- [과제 설명]:
선택된 글의 적용 가이드 표에서 스타일 트랜스퍼의 사용 사례에 해당하는 정규화는 무엇입니까?

- [선택된 글]:
»»

RMSNorm vs LayerNorm¶

특성	LayerNorm	RMSNorm
평균 빼기	O	X
편향 (β)	O	X
계산 비용	높음	낮음
파라미터	2n	n
성능	기준	유사

정규화 비교¶

정규화 축¶

normalization diagram 2

적용 가이드¶

정규화	사용 사례
BatchNorm	CNN, 큰 배치
LayerNorm	Transformer, RNN, 작은 배치
RMSNorm	LLM (효율성)
GroupNorm	작은 배치 CNN
InstanceNorm	스타일 트랜스퍼

정규화 위치¶

Pre-Norm vs Post-Norm¶

# Post-Norm (원래 Transformer)
x = x + sublayer(x)
x = norm(x)

# Pre-Norm (GPT, LLaMA)
x = x + sublayer(norm(x))

# Pre-Norm이 더 안정적 (기울기 흐름 개선)

마지막 LayerNorm¶

class GPT(nn.Module):
    def __init__(self, ...):
        self.transformer_blocks = nn.ModuleList([...])
        self.ln_f = nn.LayerNorm(d_model)  # 최종 LayerNorm
        self.lm_head = nn.Linear(d_model, vocab_size)

    def forward(self, x):
        for block in self.transformer_blocks:
            x = block(x)
        x = self.ln_f(x)  # 마지막에 정규화
        logits = self.lm_head(x)
        return logits

구현 최적화¶

Fused LayerNorm¶

# CUDA 커널 퓨전으로 속도 향상
try:
    from apex.normalization import FusedLayerNorm
    LayerNorm = FusedLayerNorm
except ImportError:
    LayerNorm = nn.LayerNorm

# 또는 PyTorch 2.0+의 compiled 버전
model = torch.compile(model)  # 자동 최적화

메모리 효율적 LayerNorm¶

# Gradient checkpointing과 함께
from torch.utils.checkpoint import checkpoint

class EfficientTransformer(nn.Module):
    def forward(self, x):
        for block in self.blocks:
            x = checkpoint(block, x)  # 메모리 절약
        return x

실무 가이드¶

정규화 레이어 선택¶

normalization diagram 3

성능 영향 분석¶

# 정규화 유무에 따른 학습 곡선 비교
def compare_normalization(model_with_norm, model_without_norm, train_loader, num_epochs=10):
    """정규화의 효과 비교"""

    results = {'with_norm': [], 'without_norm': []}

    for model, key in [(model_with_norm, 'with_norm'), (model_without_norm, 'without_norm')]:
        optimizer = torch.optim.Adam(model.parameters(), lr=0.001)

        for epoch in range(num_epochs):
            epoch_loss = 0
            for x, y in train_loader:
                optimizer.zero_grad()
                loss = F.cross_entropy(model(x), y)
                loss.backward()
                optimizer.step()
                epoch_loss += loss.item()

            results[key].append(epoch_loss / len(train_loader))

    # 시각화
    plt.plot(results['with_norm'], label='With Normalization')
    plt.plot(results['without_norm'], label='Without Normalization')
    plt.xlabel('Epoch')
    plt.ylabel('Loss')
    plt.legend()
    plt.title('Effect of Normalization on Training')
    plt.show()

추론 시 BatchNorm 주의사항¶

# 훈련 모드와 추론 모드의 차이
model.train()  # BatchNorm: 배치 통계 사용
model.eval()   # BatchNorm: running 통계 사용 (중요!)

««

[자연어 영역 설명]
»»

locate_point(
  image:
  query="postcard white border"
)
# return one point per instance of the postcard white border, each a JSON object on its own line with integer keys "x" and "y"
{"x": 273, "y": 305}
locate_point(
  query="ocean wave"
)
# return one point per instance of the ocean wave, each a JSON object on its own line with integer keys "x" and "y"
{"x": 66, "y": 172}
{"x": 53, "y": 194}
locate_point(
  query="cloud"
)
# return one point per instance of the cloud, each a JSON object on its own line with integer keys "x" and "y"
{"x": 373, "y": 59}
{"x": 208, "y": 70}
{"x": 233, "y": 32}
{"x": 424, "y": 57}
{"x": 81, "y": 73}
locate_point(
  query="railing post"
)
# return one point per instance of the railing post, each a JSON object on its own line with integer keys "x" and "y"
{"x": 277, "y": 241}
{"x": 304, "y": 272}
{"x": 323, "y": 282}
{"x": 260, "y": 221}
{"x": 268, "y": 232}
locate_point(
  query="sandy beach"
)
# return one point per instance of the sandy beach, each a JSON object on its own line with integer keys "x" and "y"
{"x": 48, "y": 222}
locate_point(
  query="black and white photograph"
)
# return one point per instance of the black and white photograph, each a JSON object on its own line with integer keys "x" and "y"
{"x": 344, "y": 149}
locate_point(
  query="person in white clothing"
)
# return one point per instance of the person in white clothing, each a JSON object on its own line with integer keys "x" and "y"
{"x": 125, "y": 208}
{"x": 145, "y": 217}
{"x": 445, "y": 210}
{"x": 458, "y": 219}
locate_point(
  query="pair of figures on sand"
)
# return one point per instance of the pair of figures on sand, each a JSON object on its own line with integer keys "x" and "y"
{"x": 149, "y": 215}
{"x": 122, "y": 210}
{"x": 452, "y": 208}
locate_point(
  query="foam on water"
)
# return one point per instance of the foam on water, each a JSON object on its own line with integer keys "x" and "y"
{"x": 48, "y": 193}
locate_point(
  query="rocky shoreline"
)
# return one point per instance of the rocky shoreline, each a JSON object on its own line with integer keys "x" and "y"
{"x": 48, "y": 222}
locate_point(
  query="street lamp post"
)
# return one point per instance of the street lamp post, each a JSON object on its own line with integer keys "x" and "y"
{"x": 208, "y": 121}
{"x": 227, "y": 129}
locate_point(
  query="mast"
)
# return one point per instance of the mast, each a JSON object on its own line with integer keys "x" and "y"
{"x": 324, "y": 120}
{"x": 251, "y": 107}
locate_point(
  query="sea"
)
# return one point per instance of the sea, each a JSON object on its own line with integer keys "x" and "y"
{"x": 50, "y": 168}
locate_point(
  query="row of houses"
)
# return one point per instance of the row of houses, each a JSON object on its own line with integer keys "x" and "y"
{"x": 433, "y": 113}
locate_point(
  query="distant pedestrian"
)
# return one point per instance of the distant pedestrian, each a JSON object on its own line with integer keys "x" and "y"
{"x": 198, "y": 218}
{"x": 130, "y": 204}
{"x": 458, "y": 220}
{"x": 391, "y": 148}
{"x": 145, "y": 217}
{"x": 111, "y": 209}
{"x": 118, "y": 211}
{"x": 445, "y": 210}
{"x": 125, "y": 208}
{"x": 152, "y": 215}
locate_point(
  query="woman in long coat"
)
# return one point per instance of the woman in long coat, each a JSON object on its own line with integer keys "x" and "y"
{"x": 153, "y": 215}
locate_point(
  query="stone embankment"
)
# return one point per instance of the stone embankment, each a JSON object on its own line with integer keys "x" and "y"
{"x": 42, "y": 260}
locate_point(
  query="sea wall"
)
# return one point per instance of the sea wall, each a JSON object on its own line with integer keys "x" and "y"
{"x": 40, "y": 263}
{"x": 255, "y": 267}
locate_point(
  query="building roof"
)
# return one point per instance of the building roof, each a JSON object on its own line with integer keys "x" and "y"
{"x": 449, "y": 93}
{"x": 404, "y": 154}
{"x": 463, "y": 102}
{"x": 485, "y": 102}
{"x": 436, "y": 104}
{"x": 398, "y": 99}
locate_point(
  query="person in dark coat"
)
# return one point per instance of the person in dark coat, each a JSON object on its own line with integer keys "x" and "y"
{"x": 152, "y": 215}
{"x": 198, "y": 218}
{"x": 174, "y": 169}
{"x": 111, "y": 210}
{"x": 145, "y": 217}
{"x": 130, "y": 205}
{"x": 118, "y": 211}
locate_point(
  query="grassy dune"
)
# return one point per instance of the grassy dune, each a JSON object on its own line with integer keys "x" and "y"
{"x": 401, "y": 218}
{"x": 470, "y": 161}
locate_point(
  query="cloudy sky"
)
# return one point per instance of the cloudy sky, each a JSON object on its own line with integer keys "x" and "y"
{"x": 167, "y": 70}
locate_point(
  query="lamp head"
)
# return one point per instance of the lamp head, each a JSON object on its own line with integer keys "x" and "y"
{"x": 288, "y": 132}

««

- [과제 풀이]:
InstanceNorm입니다.